JOB —
Answer these from the forum thread below:
(a) Which local station does the first post say is showing NASCAR in 4x3?
(b) What message does davidpaj see when trying channel 88?
(c) According to scooper, what was on the bottom of the screen?

=== PASSAGE SHOWN ===

# Fox NASCAR not in 16x9 in Raleigh?



## deltafowler (Aug 28, 2007)

This appears to be a local market issue, but Fox 50 is showing NASCAR in 4x3.
I get the same thing on OTA and Satellite, but Fox East is 16x9.


----------



## davidpaj (Sep 10, 2006)

deltafowler said:


> This appears to be a local market issue, but Fox 50 is showing NASCAR in 4x3.
> I get the same thing on OTA and Satellite, but Fox East is 16x9.


I'm seeing the same thing... frustrating


----------



## deltafowler (Aug 28, 2007)

Can you get FOXE on 88?


----------



## davidpaj (Sep 10, 2006)

deltafowler said:


> Can you get FOXE on 88?


It says "channel not purchased" can I call and get it?


----------



## Michael D'Angelo (Oct 21, 2006)

davidpaj said:


> It says "channel not purchased" can I call and get it?


No, they would need to request waivers for you and since you receive FOX HD via DIRECTV in your local market you will get denied.


----------



## davidpaj (Sep 10, 2006)

BMoreRavens said:


> No, they would need to request waivers for you and since you receive FOX HD via DIRECTV in your local market you will get denied.


all fixed now


----------



## deltafowler (Aug 28, 2007)

BMoreRavens said:


> No, they would need to request waivers for you and since you receive FOX HD via DIRECTV in your local market you will get denied.


My lips are sealed :engel07:

Yep. All fixed now.
I hate watching a yankee station, but I'm glad it was there tonight


----------



## scooper (Apr 22, 2002)

THink a little before posting next time.

What was on the bottom of the screen ? Answer - a weather crawl about tornadoes. Apparently Capital Broadcasting hasn't purchased the equipment to do them in HDTV yet.


----------

=== MATERIAL ===

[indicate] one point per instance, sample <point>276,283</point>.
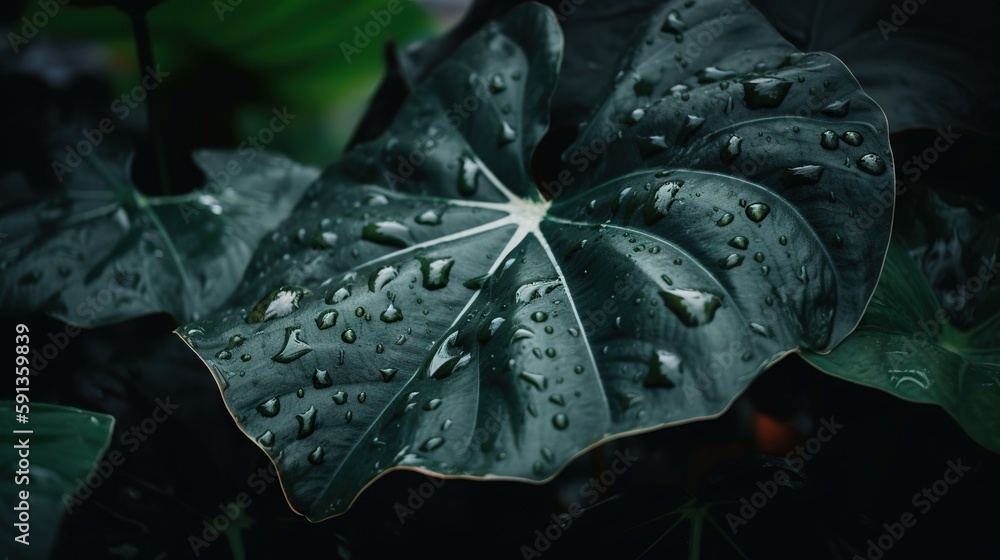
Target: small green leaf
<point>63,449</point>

===
=== MATERIAL ===

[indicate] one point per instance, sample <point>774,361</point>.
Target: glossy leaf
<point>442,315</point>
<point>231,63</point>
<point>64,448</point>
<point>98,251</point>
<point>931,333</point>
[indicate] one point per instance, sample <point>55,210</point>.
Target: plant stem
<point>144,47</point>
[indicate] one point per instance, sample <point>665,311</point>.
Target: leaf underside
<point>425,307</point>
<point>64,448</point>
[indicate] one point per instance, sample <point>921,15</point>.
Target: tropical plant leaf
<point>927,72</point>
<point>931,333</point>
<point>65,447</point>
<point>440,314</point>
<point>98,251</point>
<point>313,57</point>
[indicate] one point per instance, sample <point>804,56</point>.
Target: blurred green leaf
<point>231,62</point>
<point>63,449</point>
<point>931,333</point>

===

RESULT BELOW —
(a) Fox 50
(b) "channel not purchased"
(c) A weather crawl about tornadoes